問題 A>
本文によると、19歳の長女の将来の夢は何か。

本文セクション>
家族が筆者のために作ってくれていたアルメニア風のラムのシチュー。トロトロに溶けた肉の奥まで味が染みている絶品。本当にアルメニアの人のホスピタリティは素晴らしいものである。
19歳の長女
お姉ちゃんもシラクの村が大好きだった。優しく気の利く、素晴らしい女性だった。家族が食事を出してくれた際に、筆者がナフキンやナイフが必要になるとすぐに気がついて渡してくれた。もの凄い気遣いのできる娘だ。通訳とネイルの話で盛り上がったり、普通の日本の若い女性と同じでおしゃれが好きな若者だ。将来の夢は幼稚園の先生。SNSにも子供の写真をアップしたり、子供が大好きなのだろう。優しくて気が利く彼女は幼稚園の先生が天職だろうと個人的に思う。それに、子供達も彼女のような優しい先生を望むだろう。夢を叶えてほしいものだ。
16歳の次女
妹は前向きな今時の少女だ。取材中もよく笑っていた。友達と電話しては笑ったり、怒ったり感情豊かな娘だ。”彼女は前向きだから、今も新しい友達が沢山いるから前の生活に未練がないのよ。”そう昔から次女を知る通訳は笑って語っていた。難民生活も性格次第な部分があるらしい。写真を撮る前も髪の毛を必死にセットしたり、あとで一人だけでSNS映えする写真を撮ってくれと頼んできたり、本当に明るい娘だった。冗談もよくいうので絡みやすかった。”辛い経験を乗り越えて人は強くなれる。だから、虐殺や戦争、悲劇を沢山経験してきたアルメニア人は強いの。”そう語っていた。日本の女子高生が彼女と同じセリフを言っても、若い娘がなんか自分に酔っているなとしか思わないが、彼女は辛い経験を乗り越えて笑っている。彼女も全てを、大事な人さえ44日間戦争で亡くしているというのに。ある彼女の言葉に、この国の人の考え方と強さを感じて筆者は衝撃を受けた。
強い瞳をした家族の母
Q”未来に望むことは何ですか?”
”未来のことを考えると悲しくなるわ、、アゼルバイジャンはもう村を返さないでしょうから、、、いいことは考えられない。現実的に考えて、村を取り戻すには戦争しかない、、、でも、戦って取り戻すくらいなら、、もう村も前の生活も要らないわ、、今のままでいい。”そう彼女は切なそうな表情で語ってくれた。その言葉を聞いて筆者は彼女が本当の意味でとても強い人だと思った。そして、平和のためには力や気が強い人でなく彼女のように忍耐強くて優しい、本当の意味で強い人が必要なんだと思った。それに、彼女は知っているのだろう本当の平和の意味を。戦争をするということの意味を。
Q”戦争と平和をどう思う?”
その質問を投げかけると明るい次女の表情は儚げになった。”戦争は大変よ、、何故なら、戦争をする時人は強くならなければならないから、、だから平和な時のほうがいい、、、けど、、”そこまで語ると彼女の雰囲気は再び変わった。その表情は穏やかだったが、その瞳の力強さに筆者は思わず彼女から目が離せなくなった。

データソースから取得したエントリ

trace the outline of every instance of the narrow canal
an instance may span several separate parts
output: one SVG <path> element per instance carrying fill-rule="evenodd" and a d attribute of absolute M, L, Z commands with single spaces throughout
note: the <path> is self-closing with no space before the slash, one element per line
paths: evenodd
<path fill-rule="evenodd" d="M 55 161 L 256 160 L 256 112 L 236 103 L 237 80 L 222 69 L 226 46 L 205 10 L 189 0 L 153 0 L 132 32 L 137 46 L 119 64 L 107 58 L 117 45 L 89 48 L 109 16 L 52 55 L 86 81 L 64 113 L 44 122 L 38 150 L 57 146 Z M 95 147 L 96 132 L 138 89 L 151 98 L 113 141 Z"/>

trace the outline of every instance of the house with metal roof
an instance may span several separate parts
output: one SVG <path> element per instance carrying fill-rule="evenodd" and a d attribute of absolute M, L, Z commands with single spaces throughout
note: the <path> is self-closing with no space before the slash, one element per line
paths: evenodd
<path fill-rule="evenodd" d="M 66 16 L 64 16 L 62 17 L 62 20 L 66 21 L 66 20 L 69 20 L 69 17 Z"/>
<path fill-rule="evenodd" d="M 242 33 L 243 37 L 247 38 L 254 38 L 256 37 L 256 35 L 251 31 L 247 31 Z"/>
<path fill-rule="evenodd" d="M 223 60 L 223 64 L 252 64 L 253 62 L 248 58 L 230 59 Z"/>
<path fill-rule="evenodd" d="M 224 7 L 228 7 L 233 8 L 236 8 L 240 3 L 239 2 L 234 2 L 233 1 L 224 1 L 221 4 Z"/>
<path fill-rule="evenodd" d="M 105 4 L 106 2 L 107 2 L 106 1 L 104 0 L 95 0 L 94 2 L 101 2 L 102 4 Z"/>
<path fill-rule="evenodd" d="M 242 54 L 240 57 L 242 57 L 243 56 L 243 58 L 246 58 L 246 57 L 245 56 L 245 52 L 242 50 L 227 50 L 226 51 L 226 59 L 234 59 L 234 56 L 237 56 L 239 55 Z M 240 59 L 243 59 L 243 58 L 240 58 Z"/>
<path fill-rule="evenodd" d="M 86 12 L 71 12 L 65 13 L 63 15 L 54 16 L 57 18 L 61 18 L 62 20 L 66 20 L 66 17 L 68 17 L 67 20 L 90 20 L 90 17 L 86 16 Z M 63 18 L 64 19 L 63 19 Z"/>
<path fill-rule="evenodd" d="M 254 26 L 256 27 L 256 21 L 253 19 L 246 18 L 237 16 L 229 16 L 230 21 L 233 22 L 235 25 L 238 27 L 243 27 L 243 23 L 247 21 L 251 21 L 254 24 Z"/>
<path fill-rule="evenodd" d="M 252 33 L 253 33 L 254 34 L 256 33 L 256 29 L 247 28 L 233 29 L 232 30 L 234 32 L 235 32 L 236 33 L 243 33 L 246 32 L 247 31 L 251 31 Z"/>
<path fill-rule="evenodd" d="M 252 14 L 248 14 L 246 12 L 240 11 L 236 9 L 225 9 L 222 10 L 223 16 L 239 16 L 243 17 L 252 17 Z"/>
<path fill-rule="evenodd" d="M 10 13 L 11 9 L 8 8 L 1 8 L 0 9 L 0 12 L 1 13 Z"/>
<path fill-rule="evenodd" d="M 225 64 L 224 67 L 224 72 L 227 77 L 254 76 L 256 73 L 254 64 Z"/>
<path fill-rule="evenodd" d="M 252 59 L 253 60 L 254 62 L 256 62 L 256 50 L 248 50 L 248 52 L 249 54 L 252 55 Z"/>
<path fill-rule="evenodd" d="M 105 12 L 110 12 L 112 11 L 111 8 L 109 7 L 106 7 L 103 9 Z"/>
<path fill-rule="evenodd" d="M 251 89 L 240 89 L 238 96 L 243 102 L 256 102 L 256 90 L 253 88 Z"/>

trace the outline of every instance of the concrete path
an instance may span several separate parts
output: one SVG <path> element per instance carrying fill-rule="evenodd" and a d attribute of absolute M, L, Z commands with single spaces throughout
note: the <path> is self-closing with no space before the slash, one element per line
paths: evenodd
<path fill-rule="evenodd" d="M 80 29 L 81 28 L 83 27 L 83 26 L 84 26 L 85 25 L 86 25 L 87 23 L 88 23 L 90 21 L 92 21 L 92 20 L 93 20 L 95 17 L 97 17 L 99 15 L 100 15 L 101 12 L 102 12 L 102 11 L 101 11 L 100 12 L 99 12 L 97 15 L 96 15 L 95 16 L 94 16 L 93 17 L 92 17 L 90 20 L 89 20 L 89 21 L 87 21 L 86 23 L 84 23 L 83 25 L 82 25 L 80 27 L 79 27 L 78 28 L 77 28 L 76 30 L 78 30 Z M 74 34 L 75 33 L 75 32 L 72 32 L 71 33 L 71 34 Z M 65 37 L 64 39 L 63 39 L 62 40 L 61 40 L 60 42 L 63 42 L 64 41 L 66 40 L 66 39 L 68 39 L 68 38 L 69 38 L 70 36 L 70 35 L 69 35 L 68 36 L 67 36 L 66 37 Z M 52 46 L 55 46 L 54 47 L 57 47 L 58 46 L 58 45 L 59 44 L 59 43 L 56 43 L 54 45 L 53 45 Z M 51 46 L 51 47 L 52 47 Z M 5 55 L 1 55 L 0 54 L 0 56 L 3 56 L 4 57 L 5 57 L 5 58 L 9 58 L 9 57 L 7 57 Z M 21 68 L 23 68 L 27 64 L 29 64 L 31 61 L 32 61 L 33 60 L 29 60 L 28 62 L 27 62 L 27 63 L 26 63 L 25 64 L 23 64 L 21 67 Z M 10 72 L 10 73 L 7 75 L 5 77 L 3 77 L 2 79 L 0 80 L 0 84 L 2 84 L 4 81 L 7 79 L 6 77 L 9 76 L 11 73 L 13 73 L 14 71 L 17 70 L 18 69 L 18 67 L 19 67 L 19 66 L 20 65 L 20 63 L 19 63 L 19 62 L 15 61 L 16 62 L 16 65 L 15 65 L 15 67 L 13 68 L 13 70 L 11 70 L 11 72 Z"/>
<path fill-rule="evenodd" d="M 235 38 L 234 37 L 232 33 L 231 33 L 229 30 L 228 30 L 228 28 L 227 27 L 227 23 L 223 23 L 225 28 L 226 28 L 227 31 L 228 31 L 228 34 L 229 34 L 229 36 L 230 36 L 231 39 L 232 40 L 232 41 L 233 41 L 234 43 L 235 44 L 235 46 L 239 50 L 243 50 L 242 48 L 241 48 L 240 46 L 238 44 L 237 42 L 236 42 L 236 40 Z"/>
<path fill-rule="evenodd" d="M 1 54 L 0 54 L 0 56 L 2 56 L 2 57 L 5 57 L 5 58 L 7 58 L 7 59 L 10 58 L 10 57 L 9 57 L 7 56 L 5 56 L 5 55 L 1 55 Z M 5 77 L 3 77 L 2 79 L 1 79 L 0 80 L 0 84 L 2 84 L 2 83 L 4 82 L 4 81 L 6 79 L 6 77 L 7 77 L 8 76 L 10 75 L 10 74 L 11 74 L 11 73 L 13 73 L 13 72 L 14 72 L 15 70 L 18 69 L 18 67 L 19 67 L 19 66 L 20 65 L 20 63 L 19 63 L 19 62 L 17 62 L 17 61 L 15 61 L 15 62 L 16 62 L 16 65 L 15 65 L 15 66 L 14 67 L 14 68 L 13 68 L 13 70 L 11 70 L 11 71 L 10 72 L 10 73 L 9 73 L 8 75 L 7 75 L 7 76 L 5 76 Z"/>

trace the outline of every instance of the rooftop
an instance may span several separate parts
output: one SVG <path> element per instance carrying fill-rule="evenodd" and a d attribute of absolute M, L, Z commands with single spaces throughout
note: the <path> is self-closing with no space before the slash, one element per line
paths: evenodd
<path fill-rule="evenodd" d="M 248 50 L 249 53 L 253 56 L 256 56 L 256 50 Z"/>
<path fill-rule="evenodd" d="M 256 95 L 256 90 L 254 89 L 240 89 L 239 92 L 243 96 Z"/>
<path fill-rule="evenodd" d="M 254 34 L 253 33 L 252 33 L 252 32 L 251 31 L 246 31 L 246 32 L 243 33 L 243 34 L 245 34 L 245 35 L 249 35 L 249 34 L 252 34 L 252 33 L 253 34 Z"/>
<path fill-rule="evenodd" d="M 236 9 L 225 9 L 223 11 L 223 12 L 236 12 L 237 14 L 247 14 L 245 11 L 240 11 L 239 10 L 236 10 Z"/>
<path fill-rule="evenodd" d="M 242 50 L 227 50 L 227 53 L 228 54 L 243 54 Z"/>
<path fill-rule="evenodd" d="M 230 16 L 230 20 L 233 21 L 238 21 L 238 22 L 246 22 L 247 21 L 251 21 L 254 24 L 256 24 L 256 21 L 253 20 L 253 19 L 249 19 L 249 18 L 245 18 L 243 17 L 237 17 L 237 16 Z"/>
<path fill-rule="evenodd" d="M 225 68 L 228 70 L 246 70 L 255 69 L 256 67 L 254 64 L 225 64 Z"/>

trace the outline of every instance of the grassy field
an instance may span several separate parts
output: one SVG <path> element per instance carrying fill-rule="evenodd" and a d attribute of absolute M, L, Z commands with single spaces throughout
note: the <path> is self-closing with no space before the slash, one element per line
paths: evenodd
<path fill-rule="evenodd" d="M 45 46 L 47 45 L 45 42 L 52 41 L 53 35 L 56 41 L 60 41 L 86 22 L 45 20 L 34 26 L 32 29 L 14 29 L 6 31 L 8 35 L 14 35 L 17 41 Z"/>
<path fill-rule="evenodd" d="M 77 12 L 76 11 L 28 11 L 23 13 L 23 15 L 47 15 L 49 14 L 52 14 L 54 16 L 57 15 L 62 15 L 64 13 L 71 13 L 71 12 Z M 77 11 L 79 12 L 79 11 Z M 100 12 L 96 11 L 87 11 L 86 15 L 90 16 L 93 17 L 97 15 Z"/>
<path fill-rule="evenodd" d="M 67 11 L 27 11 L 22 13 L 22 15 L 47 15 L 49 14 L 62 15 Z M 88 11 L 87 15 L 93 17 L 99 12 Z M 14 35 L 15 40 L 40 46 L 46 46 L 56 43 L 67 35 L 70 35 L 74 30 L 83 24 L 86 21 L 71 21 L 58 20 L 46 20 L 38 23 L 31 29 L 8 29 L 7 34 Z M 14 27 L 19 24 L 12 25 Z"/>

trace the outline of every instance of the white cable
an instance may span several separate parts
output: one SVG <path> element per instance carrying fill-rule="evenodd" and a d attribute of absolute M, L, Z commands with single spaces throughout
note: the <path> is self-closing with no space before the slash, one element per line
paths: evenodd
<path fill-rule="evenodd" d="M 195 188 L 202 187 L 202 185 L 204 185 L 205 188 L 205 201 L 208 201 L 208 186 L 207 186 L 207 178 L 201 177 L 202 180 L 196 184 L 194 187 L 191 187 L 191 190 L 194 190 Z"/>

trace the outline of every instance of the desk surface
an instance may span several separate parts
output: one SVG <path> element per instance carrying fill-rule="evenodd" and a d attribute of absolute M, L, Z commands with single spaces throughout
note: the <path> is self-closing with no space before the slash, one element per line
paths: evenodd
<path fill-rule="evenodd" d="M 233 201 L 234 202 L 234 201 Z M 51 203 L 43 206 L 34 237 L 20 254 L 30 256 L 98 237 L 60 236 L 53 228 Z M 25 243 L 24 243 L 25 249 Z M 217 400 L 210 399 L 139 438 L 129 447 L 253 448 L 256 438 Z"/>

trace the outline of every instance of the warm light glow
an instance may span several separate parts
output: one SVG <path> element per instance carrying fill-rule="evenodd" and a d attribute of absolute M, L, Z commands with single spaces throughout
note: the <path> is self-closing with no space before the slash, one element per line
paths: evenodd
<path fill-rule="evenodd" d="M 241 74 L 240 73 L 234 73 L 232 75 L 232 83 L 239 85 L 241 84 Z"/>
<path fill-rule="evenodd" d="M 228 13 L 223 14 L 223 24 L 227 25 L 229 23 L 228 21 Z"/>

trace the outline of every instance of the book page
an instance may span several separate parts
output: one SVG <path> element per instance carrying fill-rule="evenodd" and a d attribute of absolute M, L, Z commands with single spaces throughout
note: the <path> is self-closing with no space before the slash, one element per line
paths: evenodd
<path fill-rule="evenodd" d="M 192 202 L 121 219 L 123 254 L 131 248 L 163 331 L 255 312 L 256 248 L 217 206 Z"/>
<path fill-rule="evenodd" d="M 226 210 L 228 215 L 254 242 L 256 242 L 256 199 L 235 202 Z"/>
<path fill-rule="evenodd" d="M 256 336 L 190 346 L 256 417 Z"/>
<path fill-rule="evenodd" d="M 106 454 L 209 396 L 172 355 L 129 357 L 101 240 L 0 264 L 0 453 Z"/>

問題 B>
エントリのうち、「trace the outline of every instance of the white」を含む行から「195 188 L 202」を含む行までをすべて、「番号」と「行」の2列からなるMarkdownの表として並べてください。空行は含めない。

解答 A>
幼稚園の先生。

解答 B>
| 番号 | 行 |
|---|---|
| 1 | trace the outline of every instance of the white cable |
| 2 | an instance may span several separate parts |
| 3 | output: one SVG <path> element per instance carrying fill-rule="evenodd" and a d attribute of absolute M, L, Z commands with single spaces throughout |
| 4 | note: the <path> is self-closing with no space before the slash, one element per line |
| 5 | paths: evenodd |
| 6 | <path fill-rule="evenodd" d="M 195 188 L 202 187 L 202 185 L 204 185 L 205 188 L 205 201 L 208 201 L 208 186 L 207 186 L 207 178 L 201 177 L 202 180 L 196 184 L 194 187 L 191 187 L 191 190 L 194 190 Z"/> |